YOUR INSTRUCTIONS
Restate word for word the lines of the entries below, starting with the line that holds "Question. Give the pixel coordinates of a point on the dirt" and ending with the line that holds "Question. Give the pixel coordinates of a point on the parked", and no others.

THE RECORDS
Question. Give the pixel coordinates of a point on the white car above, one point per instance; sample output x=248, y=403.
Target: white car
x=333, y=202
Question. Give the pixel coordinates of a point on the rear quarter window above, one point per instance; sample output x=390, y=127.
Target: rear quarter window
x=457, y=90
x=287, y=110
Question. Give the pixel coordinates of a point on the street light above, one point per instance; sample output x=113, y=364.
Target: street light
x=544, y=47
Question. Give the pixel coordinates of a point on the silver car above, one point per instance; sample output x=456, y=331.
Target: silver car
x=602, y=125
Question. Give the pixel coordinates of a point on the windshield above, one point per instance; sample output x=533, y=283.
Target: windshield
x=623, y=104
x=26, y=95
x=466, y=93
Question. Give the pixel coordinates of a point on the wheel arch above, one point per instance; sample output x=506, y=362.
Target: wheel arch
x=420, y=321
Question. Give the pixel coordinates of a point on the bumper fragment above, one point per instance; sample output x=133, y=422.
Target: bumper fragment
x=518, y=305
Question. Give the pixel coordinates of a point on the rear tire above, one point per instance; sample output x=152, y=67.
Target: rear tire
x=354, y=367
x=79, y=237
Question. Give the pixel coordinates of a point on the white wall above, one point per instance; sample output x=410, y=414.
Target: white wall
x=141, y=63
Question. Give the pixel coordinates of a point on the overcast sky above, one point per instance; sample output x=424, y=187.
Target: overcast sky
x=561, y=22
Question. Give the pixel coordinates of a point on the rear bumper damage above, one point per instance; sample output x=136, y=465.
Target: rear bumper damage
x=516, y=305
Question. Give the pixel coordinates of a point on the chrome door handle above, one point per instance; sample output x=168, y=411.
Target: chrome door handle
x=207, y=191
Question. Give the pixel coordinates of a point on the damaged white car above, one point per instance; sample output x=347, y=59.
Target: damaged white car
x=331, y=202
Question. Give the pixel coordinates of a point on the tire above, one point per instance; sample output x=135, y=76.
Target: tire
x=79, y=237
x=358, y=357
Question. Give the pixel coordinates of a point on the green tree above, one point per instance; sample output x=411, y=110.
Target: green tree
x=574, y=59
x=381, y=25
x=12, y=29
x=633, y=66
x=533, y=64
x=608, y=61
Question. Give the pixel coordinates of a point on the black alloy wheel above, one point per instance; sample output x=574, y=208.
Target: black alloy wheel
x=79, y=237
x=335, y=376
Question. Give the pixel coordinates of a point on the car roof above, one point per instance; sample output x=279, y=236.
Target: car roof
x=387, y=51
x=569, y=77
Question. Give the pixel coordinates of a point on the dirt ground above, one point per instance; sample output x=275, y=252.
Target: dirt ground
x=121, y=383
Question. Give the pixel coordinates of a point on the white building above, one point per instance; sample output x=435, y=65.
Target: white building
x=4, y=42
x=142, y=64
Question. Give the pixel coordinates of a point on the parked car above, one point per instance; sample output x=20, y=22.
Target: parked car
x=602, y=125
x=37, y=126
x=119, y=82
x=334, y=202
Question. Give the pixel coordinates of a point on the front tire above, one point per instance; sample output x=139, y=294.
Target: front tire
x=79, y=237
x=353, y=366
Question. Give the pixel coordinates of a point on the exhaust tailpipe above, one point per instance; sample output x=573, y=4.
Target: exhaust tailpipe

TASK RESPONSE
Question. Give the pixel coordinates of a point on the dirt ground above, one point per instance; sample output x=275, y=252.
Target: dirt ground
x=121, y=383
Question. Give the pixel coordinates of a point on the white building above, one point per instance; sample output x=435, y=65.
Target: white building
x=4, y=42
x=142, y=64
Question. Give the pixel coordinates of a point on the parked car above, one point per instance; sample output x=20, y=22.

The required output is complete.